[Material for this task — start]

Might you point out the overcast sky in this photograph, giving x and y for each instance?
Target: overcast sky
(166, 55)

[Material for this task — finish]
[Material for this task — start]

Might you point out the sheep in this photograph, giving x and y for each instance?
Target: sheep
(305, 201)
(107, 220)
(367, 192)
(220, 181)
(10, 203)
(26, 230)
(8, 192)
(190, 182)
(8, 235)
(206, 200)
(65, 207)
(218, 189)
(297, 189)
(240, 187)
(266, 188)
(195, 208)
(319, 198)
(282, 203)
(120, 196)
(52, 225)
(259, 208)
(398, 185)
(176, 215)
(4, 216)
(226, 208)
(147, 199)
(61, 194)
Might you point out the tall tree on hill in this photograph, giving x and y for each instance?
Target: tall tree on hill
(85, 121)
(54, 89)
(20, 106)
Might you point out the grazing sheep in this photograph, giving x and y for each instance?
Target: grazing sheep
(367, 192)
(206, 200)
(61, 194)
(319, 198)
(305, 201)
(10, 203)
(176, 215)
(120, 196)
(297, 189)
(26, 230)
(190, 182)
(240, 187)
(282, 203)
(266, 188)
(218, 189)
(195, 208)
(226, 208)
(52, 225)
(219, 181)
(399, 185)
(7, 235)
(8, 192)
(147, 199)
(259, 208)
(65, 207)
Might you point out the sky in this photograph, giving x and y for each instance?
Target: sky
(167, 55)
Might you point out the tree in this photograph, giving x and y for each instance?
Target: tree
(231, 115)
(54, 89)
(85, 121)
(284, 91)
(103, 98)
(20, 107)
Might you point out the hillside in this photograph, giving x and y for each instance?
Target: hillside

[Material for this task — finish]

→ Activity
All lines in the preceding records that hold the word "instance" need to be copied.

→ Exercise solution
Might you point out the overcast sky in this photograph, giving x and y for each instance?
Might you point out the sheep in this photograph, giving x and y for each instance?
Might you point out the tall tree on hill in this photograph, giving x and y for each instance?
Might you point out the grazing sheep in this photograph, giving x and y for each instance?
Might you point out the sky in this photograph, giving x and y for each instance?
Might you point out the tree in this photograph, giving x and y for each instance?
Might you point out the hillside in this photograph, giving x and y for each instance?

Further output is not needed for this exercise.